_Source passage_

((

The present temple was reconstructed in the 19th century. But the remarkable point is the enshrining deity Maa Charchika on iconographical point of view can be assigned to the 9th – 10th centuries A.D. i.e. Bhaumakara rule in Odisha. It is believed that the Charchika idol was created by Parashurama. The temple has a pidha vimana, jagamohana and a wooden mandapa known as "sunyavahini mandapa" of impoverished Kalingan order. Stone is used for the construction of the temple and the entire surface is thickly lime plastered and white washed. The ceiling of the mandapa is made of wood whereas the pillars are in stone. The ceiling of the mandapa is profusely carved and painted. The wooden ceiling of the mandapa is relieved with episodes from Bhagavata Purana with intervening decoration of animals and birds like - elephant, duck, parrot, peacock, etc.; floral motifs, lotus medallions, scroll and jali works, animal hunting, horse rider, gaja-vidalas, makaramukha, mithuna and maithuna images. Besides, the parsvadevata niches enshrine four-armed Chamunda, four-armed Mahisasuramardini Durga and an eight-armed Chamunda on the north, west and southern side respectively.

))

_Your instructions_
Which deities does the source passage say the parsvadevata niches enshrine, and on which side of the temple is each one?

Items from a data source:

((

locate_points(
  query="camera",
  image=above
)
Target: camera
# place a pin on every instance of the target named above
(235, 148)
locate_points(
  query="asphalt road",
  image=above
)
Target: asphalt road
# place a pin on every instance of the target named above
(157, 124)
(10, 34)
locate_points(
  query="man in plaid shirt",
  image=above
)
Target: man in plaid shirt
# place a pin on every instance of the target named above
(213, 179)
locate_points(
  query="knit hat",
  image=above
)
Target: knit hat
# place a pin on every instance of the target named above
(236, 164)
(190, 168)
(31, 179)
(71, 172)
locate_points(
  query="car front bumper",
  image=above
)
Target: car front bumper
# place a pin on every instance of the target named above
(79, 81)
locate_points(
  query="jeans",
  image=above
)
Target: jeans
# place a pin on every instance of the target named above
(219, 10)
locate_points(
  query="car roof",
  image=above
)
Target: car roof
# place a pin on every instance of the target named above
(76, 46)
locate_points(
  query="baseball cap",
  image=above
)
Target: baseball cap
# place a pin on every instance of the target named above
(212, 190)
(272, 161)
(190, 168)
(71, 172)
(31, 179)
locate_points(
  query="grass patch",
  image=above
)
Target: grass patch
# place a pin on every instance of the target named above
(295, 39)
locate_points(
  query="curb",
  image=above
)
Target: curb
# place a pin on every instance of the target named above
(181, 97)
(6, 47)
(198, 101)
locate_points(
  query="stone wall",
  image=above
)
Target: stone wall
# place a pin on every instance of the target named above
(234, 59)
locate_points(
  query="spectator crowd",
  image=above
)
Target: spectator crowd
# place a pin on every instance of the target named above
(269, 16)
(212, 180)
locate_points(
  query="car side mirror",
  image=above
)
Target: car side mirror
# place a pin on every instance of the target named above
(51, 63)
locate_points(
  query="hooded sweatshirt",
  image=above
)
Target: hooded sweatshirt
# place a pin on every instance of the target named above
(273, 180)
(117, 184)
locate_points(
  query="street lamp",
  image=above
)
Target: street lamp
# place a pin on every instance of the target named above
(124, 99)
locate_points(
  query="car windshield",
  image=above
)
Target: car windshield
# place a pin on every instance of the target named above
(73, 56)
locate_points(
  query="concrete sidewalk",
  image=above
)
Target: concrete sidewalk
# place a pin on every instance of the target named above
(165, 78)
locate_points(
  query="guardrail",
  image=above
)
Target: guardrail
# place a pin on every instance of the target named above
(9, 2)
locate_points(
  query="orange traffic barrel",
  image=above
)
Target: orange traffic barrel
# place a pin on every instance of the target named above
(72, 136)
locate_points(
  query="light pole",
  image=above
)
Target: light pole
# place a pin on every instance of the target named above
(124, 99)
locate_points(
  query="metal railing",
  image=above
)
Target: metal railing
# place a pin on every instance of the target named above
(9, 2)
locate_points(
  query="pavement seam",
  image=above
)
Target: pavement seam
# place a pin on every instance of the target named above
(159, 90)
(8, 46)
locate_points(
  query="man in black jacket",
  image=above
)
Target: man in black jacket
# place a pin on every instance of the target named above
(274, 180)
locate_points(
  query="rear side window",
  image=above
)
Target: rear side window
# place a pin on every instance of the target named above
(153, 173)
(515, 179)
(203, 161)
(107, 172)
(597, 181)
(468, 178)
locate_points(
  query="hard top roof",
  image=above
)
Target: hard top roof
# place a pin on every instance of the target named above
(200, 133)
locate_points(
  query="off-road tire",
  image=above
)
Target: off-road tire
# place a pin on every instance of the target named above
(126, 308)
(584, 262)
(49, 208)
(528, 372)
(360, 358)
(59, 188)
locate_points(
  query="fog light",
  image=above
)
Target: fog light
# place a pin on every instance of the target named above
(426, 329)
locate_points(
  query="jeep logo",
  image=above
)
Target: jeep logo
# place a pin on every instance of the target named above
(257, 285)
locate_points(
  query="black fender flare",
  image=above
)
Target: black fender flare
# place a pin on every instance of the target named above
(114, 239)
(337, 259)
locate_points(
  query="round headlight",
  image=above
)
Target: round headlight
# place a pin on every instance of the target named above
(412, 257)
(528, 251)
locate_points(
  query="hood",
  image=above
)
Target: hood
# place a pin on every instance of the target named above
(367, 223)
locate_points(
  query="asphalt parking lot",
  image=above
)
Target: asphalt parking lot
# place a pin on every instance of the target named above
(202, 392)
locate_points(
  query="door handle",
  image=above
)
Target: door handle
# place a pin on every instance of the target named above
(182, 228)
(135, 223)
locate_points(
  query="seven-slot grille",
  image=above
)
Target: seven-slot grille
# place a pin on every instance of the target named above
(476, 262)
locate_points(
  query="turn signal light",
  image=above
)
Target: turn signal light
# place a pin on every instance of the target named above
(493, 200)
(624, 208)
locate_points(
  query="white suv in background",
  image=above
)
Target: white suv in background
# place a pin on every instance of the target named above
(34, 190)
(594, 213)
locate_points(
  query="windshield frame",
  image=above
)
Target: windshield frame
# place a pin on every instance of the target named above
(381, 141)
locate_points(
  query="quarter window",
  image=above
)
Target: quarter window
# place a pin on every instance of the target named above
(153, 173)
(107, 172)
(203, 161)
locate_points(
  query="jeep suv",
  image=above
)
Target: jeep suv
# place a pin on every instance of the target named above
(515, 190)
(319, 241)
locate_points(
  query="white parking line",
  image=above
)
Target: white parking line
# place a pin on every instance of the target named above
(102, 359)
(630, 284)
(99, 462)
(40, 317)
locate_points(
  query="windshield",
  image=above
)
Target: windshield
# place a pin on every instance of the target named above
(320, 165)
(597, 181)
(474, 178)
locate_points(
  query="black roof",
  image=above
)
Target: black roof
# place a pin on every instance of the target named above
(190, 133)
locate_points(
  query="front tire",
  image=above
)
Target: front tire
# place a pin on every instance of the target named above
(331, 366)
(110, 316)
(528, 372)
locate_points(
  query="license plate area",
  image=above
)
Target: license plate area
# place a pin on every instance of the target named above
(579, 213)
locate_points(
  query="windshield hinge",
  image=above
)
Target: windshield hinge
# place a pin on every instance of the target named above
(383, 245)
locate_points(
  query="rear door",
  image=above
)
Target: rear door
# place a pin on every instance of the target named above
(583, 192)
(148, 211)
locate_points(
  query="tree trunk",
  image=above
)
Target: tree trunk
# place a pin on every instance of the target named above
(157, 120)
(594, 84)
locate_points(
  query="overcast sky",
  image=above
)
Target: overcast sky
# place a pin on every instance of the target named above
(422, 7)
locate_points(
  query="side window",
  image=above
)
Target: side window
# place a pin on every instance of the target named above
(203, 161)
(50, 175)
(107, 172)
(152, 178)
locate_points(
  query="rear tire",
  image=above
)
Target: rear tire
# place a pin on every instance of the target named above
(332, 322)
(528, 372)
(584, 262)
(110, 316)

))

_Result of this task_
- Four-armed Chamunda: north side
- Four-armed Mahisasuramardini Durga: west side
- Eight-armed Chamunda: southern side